**TRY IT**
Resume the post on supplement companies and questionable research, picking up right after its last line.

**SELECTED EXCERPT**
---+---

Natural Supplement Companies & Shady Research
In my last post, I discussed how pharmaceutical companies can skew medical research and statistics. They aren’t the only ones trying to profit from science studies.
A supplement manufacturer recently sent me an email about a study that shows that their meal powder is helpful for lowering cardiovascular risk through positive effects on cholesterol that exceed benefits that can be seen with simply adopting a mediterranean diet. Great News! Right? Maybe not.
The study lasted 12 weeks and has two parts. In one, people are eating a “Mediterranean” (quotation marks to be explained in a moment) diet, while the other group eats a “Phytochemical Enriched Diet” (PED). The results of the study show that “Mediterranean” diet participants reduced their cardiovascular risk by 2.9% while the PED dieters reduced their risk by 5.6. The “Mediterranean” dieters did very good, but the PED dieters did much better.
Actually reading the study brought up some concerns about the validity of the research results:
- the “Mediterranean” dieters consumed only 12 grams of fiber per day (a very low amount that is equivalent to the fiber found in only 1/3 cup of chickpeas or garbanzo beans)

---+---

**DATA RECORDS**
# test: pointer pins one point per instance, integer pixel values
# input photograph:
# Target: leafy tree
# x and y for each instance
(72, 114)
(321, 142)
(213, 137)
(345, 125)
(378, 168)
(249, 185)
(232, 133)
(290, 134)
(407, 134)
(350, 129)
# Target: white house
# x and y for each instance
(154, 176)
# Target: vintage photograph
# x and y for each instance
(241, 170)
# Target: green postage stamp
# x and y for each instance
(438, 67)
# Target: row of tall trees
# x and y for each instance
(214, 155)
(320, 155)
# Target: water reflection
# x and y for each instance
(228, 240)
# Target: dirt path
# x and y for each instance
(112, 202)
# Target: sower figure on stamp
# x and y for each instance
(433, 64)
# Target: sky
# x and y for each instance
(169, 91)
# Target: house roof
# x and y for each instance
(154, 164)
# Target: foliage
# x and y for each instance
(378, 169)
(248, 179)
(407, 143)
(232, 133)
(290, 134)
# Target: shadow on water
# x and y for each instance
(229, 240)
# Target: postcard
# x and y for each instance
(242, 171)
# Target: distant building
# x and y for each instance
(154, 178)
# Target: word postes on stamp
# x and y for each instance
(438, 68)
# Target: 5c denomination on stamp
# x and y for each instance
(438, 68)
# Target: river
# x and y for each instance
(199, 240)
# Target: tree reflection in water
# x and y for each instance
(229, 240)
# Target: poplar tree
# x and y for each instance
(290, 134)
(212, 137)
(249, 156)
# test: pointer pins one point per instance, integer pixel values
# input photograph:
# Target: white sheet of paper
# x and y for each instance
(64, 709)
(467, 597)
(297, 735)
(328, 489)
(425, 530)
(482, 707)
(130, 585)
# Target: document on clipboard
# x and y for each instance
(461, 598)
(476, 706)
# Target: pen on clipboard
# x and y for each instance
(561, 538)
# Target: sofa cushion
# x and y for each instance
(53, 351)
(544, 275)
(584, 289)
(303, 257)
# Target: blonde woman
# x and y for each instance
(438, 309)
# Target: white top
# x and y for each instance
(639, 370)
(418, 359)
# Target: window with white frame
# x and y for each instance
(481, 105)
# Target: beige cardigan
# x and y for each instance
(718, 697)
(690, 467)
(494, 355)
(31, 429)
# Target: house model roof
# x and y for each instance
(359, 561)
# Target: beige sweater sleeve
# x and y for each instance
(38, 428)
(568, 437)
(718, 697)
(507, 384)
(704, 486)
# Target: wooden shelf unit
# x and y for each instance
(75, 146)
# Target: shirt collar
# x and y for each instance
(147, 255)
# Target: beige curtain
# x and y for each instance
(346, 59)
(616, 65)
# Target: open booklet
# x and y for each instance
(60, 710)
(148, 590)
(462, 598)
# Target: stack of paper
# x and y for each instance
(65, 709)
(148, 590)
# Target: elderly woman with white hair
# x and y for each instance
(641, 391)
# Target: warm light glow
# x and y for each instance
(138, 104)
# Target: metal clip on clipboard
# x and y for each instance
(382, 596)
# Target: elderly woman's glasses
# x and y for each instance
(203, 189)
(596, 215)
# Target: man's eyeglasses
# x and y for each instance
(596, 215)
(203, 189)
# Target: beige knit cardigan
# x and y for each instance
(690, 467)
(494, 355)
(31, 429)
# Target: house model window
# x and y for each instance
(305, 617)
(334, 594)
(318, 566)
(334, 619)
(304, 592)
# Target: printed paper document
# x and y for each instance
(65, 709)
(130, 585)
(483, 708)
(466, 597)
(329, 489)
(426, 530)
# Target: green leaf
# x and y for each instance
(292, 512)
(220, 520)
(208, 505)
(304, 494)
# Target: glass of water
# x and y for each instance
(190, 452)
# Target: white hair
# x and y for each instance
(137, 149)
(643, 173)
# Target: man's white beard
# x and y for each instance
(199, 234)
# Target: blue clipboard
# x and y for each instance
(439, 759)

---+---

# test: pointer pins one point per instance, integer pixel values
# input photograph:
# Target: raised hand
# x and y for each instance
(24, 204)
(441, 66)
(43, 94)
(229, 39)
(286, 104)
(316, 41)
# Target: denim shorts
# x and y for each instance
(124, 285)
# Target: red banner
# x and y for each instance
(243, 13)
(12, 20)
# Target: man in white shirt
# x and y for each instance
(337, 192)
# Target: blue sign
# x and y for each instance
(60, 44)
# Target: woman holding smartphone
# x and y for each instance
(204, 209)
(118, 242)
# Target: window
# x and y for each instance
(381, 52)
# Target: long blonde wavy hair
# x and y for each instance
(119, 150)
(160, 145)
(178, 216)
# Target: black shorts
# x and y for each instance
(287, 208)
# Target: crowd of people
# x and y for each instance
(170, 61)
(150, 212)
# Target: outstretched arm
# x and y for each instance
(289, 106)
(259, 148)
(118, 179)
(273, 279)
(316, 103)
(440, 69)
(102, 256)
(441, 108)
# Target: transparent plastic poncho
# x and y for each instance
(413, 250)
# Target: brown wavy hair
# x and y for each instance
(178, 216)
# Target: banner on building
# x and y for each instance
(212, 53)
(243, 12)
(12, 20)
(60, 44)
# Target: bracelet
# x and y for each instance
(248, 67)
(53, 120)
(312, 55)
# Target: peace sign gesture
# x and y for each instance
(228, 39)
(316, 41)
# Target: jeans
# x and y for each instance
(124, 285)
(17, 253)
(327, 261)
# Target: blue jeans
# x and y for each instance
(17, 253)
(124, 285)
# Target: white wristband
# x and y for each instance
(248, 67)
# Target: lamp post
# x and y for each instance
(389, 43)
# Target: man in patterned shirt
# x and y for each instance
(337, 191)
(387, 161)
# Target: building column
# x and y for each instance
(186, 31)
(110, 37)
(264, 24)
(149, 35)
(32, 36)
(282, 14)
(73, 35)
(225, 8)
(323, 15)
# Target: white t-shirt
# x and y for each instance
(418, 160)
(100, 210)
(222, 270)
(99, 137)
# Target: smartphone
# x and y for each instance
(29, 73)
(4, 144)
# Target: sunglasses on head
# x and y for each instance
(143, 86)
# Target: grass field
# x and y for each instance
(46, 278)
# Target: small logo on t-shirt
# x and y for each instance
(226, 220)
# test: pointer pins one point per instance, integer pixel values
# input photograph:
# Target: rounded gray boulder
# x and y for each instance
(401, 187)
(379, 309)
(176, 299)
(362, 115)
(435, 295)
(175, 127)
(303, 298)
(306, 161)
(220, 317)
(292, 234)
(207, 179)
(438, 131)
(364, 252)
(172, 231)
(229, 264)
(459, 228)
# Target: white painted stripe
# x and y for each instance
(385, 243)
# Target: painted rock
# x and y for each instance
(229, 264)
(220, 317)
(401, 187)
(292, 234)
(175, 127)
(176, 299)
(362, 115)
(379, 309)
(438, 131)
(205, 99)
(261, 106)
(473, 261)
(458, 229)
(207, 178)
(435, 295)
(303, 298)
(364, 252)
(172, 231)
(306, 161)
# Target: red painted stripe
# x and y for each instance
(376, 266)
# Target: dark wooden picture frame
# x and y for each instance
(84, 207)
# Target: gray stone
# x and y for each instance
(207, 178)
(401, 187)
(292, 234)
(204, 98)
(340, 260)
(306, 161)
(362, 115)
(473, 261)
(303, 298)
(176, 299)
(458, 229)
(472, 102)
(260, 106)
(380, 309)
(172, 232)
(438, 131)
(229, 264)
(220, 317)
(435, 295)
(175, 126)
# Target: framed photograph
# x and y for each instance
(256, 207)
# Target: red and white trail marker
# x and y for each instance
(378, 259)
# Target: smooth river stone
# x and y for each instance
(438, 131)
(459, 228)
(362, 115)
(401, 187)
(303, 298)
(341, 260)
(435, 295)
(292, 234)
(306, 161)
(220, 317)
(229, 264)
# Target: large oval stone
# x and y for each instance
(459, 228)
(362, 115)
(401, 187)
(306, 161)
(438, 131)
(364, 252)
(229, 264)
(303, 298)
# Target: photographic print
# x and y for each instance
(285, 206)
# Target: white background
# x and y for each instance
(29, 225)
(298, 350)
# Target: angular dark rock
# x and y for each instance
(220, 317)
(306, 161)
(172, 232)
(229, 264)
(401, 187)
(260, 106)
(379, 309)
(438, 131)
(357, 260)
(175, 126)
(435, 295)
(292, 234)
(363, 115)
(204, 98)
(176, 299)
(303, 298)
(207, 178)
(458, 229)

---+---

**EXPECTED ANSWER**
- Mediterranean diets are known for improving cholesterol values
- Mediterranean diets are known for being fiber-rich
- According to According to the Institute of Medicine (the same organization that establishes Daily Recommended Allowances for micronutrients), the daily recommended allowance of fiber is 25 grams per day for women and 38 grams per day for men
- One of the health benefits of fiber is it’s ability to improve cholesterol values
- The PED group in the study consumed 21 grams of fiber per day – 75% more fiber than the “Mediterranean” diet group
Based upon these observations, the study reveals the importance of fiber for improving cholesterol values and cardiovascular risk. Based upon their own statistical analysis, the researchers show that the fiber intake is the most likely cause for the improved results in the PED group. However, the study is written as though the “Phytochemical Enriched Diet” in their proprietary “medical food” is the factor for the improved cardiovascular risk. BALONEY!
The Bottom Line:
When natural medicine or supplement companies spend plenty of their own money on research, they are more likely to bias their results, just like pharmaceutical companies. In either case, the result is harm to people’s health at worst or harm to their bank accounts at best.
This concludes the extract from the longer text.